Stated task: All records are to be retyped faithfully and completely.
── Provided entries
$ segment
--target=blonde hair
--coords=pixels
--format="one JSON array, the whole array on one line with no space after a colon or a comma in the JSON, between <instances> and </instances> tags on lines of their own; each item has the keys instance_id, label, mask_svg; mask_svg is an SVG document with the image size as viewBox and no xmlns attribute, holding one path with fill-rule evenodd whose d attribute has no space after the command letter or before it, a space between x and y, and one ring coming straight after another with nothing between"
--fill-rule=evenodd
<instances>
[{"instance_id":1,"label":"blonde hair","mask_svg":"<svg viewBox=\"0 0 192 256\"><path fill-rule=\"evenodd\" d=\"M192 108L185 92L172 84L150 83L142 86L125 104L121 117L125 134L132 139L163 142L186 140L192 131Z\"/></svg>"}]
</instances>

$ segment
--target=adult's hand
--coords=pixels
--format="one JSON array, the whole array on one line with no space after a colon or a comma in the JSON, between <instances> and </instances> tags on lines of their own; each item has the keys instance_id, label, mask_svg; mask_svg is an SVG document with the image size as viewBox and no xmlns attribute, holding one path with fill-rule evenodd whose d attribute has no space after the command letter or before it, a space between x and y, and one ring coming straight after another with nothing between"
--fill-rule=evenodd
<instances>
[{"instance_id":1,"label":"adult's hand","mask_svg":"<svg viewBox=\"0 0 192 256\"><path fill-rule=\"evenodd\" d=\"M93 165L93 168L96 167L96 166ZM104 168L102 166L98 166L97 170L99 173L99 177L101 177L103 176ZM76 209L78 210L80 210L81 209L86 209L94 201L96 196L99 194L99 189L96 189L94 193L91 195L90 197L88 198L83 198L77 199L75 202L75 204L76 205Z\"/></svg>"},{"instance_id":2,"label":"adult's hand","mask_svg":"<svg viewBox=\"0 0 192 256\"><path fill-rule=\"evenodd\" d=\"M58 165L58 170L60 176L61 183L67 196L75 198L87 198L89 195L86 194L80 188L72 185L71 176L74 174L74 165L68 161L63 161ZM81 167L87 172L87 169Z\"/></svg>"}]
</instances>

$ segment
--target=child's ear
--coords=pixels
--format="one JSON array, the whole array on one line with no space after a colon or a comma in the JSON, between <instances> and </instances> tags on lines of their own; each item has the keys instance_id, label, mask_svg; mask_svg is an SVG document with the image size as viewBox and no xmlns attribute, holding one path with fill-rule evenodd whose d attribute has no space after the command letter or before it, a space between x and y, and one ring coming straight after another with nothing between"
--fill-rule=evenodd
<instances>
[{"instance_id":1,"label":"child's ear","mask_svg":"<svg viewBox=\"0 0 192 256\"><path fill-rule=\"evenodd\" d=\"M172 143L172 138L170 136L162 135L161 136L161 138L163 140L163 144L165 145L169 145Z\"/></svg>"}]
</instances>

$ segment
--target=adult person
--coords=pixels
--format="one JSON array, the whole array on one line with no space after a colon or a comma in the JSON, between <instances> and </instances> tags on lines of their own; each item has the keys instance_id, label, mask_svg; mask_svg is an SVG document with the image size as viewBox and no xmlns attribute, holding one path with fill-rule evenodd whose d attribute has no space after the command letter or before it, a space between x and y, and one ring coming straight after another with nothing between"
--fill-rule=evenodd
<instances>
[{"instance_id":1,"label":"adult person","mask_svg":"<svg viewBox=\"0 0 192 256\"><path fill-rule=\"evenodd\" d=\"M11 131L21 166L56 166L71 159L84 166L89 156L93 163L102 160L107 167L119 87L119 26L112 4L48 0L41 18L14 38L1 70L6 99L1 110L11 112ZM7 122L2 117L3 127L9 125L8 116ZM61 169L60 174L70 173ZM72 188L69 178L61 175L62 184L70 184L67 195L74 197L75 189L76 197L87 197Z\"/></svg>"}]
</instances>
────
The response:
$ segment
--target=blonde hair
--coords=pixels
--format="one JSON array, the whole array on one line with no space after a colon or a comma in the JSON, between <instances> and </instances> tags on lines of their own; each item has the keys instance_id, label, mask_svg; mask_svg is an SVG document with the image size as viewBox and no xmlns attribute, holding one path with fill-rule evenodd whose d attribute has no space after the command letter or before it, a space between x and y, and one ring coming straight after another with nothing between"
--fill-rule=evenodd
<instances>
[{"instance_id":1,"label":"blonde hair","mask_svg":"<svg viewBox=\"0 0 192 256\"><path fill-rule=\"evenodd\" d=\"M192 108L185 92L172 84L150 83L142 86L125 104L121 117L125 134L132 139L163 142L186 140L192 131Z\"/></svg>"}]
</instances>

$ segment
--target=adult's hand
--coords=pixels
--format="one JSON array, the whole array on one line with no space after a colon or a comma in the JSON, between <instances> and </instances> tags on lines of their own; each item has the keys instance_id, label, mask_svg; mask_svg is an SVG document with the image size as viewBox and no xmlns attribute, holding one path with fill-rule evenodd whose d attribute has no space after the command letter or before it, a space between x and y, and one ring coming straight after another with nothing between"
--fill-rule=evenodd
<instances>
[{"instance_id":1,"label":"adult's hand","mask_svg":"<svg viewBox=\"0 0 192 256\"><path fill-rule=\"evenodd\" d=\"M93 165L93 168L96 167L96 166ZM104 168L102 166L98 166L97 170L99 173L99 177L101 177L103 176ZM76 209L78 210L80 210L81 209L86 209L94 201L96 196L99 194L99 189L96 189L94 193L91 195L90 197L88 198L83 198L77 199L75 202L75 204L76 205Z\"/></svg>"},{"instance_id":2,"label":"adult's hand","mask_svg":"<svg viewBox=\"0 0 192 256\"><path fill-rule=\"evenodd\" d=\"M58 165L58 170L60 176L61 183L67 196L75 198L87 198L89 195L86 194L80 188L72 185L71 176L74 174L74 165L68 161L63 161ZM81 167L87 172L87 169Z\"/></svg>"}]
</instances>

$ segment
--target=child's ear
--coords=pixels
--format="one JSON array, the whole array on one line with no space after a colon or a comma in the JSON, between <instances> and </instances> tags on lines of their own; each item has the keys instance_id, label, mask_svg; mask_svg is an SVG document with the image size as viewBox and no xmlns attribute, holding one path with fill-rule evenodd whose d attribute has no space after the command letter or before it, a space between x and y, and one ring coming straight after another with nothing between"
--fill-rule=evenodd
<instances>
[{"instance_id":1,"label":"child's ear","mask_svg":"<svg viewBox=\"0 0 192 256\"><path fill-rule=\"evenodd\" d=\"M172 143L172 138L170 136L162 135L161 136L161 138L163 140L163 144L165 145L169 145Z\"/></svg>"}]
</instances>

$ segment
--target=adult person
--coords=pixels
--format="one JSON array, the whole array on one line with no space after a colon or a comma in the JSON, between <instances> and </instances> tags on lines of their own; each item has the keys instance_id, label, mask_svg; mask_svg is an SVG document with the image size as viewBox and no xmlns attribute, holding one path with fill-rule evenodd whose d attribute has no space after the command letter or before it, a space between x and y, and one ring coming straight after another with nothing between"
--fill-rule=evenodd
<instances>
[{"instance_id":1,"label":"adult person","mask_svg":"<svg viewBox=\"0 0 192 256\"><path fill-rule=\"evenodd\" d=\"M11 131L21 166L56 166L71 159L84 166L89 156L93 163L102 160L107 167L119 87L119 26L112 4L48 0L41 18L14 38L1 70L6 99L1 110L11 112ZM7 122L2 117L3 127L9 125L8 116ZM61 169L60 174L70 173ZM72 188L69 178L61 175L62 184L70 184L67 195L74 197L75 189L76 197L87 197Z\"/></svg>"}]
</instances>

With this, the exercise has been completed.